* [What the task asks]:
Lay out the listing below as a CSV with two columns, task and result. Each row should hold one text from the listing and its answer, each in a single quoted field with line breaks replaced by spaces, and the pictures should be left out.

* [Materials provided]:

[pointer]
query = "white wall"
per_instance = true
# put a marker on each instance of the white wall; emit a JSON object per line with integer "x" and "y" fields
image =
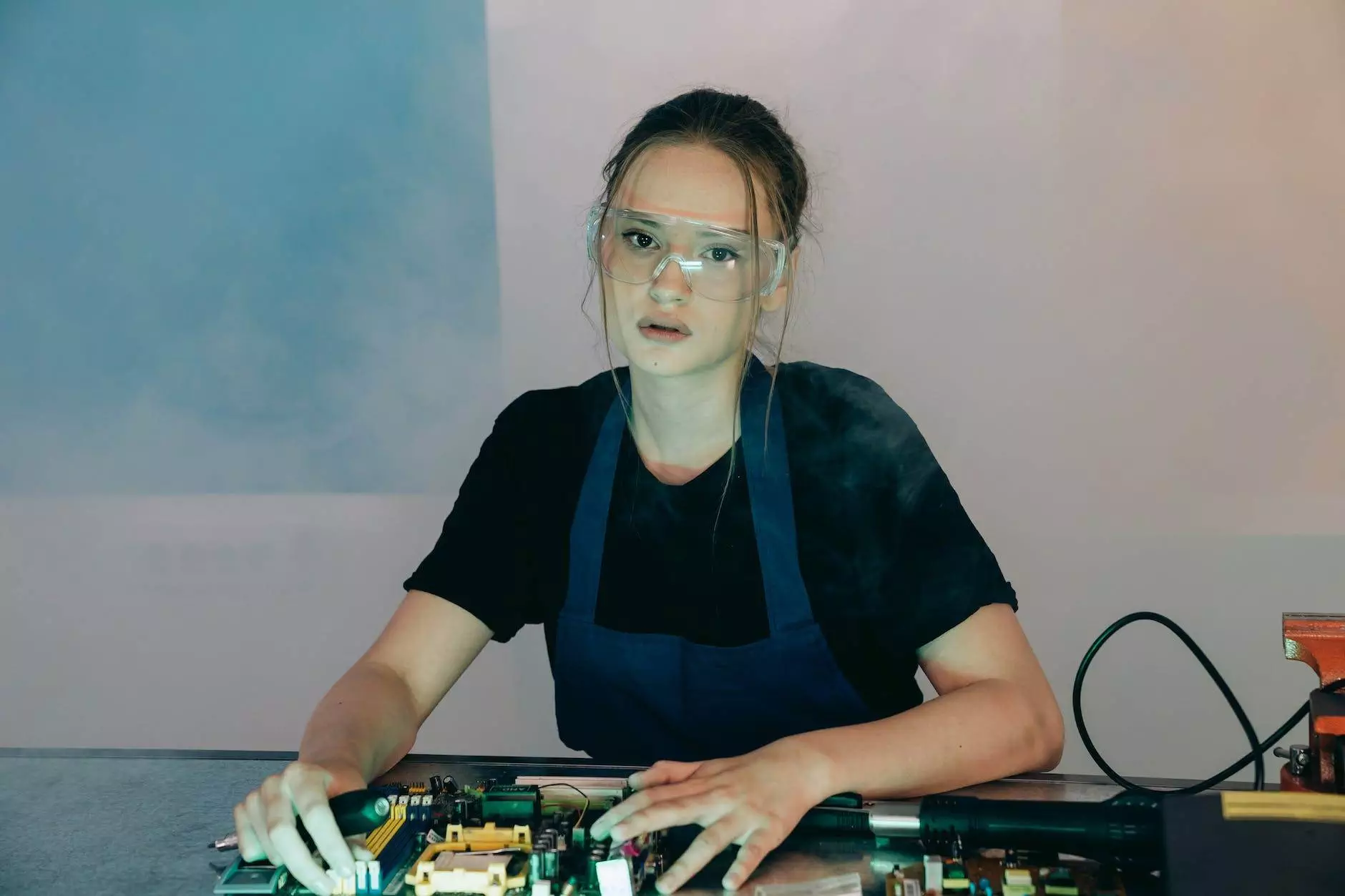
{"x": 1091, "y": 252}
{"x": 1094, "y": 253}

* [Exercise response]:
task,result
"[pointer] query = ""white wall"" per_instance = true # put a marker on each instance of the white wall; emit a JSON object per line with integer ""x"" and ""y"" fields image =","{""x"": 1091, ""y"": 252} {""x"": 1094, ""y"": 253}"